* What is required
Print the lines below exactly, beginning with the one that contains "pixel 292 61" and stopping after the last line.

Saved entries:
┄┄┄┄┄┄

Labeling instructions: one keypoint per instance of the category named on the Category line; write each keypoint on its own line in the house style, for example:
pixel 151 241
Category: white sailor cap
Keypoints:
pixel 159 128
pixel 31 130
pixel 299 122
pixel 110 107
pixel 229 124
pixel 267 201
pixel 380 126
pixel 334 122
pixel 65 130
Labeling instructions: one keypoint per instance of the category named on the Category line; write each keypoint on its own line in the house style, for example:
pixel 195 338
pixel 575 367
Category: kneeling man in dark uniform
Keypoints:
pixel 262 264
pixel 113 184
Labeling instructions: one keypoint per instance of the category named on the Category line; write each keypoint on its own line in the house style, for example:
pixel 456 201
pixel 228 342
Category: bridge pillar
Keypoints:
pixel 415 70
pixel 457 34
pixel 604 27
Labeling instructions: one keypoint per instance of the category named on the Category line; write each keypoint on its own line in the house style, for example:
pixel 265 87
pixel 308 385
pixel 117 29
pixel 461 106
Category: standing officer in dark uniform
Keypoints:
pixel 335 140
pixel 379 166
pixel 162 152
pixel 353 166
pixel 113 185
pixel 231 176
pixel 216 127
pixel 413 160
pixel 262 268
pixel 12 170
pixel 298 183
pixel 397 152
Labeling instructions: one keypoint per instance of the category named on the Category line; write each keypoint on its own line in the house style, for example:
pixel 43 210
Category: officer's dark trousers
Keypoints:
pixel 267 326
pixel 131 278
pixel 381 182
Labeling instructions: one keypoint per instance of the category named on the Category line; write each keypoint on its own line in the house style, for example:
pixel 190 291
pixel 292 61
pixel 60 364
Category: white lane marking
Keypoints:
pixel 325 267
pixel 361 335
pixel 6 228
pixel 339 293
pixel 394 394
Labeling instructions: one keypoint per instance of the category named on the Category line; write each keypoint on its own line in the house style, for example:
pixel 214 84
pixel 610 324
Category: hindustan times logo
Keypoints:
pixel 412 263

┄┄┄┄┄┄

* Answer section
pixel 292 61
pixel 60 364
Category: white lane marking
Keypoints:
pixel 325 267
pixel 361 335
pixel 6 228
pixel 339 293
pixel 394 394
Labeling instructions: one keypoint per instance of the category named on the Category line; write each keypoint on its own line in the house style, for example:
pixel 214 84
pixel 610 324
Category: hindustan times logo
Keypoints:
pixel 412 263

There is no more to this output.